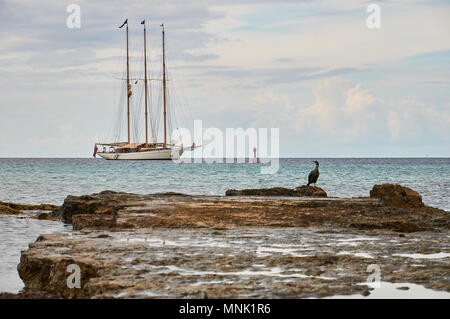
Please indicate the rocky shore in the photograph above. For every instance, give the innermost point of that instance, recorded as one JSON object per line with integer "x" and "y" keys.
{"x": 266, "y": 243}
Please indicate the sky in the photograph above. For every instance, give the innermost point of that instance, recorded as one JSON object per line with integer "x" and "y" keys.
{"x": 312, "y": 68}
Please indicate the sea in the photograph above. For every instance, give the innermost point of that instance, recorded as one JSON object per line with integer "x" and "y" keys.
{"x": 50, "y": 180}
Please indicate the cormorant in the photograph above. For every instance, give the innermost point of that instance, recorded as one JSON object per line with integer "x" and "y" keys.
{"x": 313, "y": 175}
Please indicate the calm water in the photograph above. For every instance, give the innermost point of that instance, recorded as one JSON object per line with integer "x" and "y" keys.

▶ **What to do**
Above are the entries; write them out again exactly, omitting the pictures.

▶ **Answer for the task**
Please indicate the rocky shore in the photograph above. For every instance, give the innermost point of that instance, recorded as one JSON object per line with integer "x" and "y" keys.
{"x": 266, "y": 243}
Please indicate the sky in the photograph above. For every instance, give the innermost point of that instance, recorded as one JSON object per line with integer "x" and "y" keys.
{"x": 312, "y": 68}
Please indicate the sea in the photograph above. For every instance, give the innermost point of that instance, recorded as one JSON object per line with integer "x" and "y" keys.
{"x": 50, "y": 180}
Please indicate the cormorant in the photograph above. For every instance, give the innermost point of that instance, recorded as one JSON object per line with integer "x" and "y" keys.
{"x": 313, "y": 175}
Please indicate the calm water in the photograph above. For every instance, give the innermost point of that instance, recorded as one JSON object per line with integer "x" and "y" keys.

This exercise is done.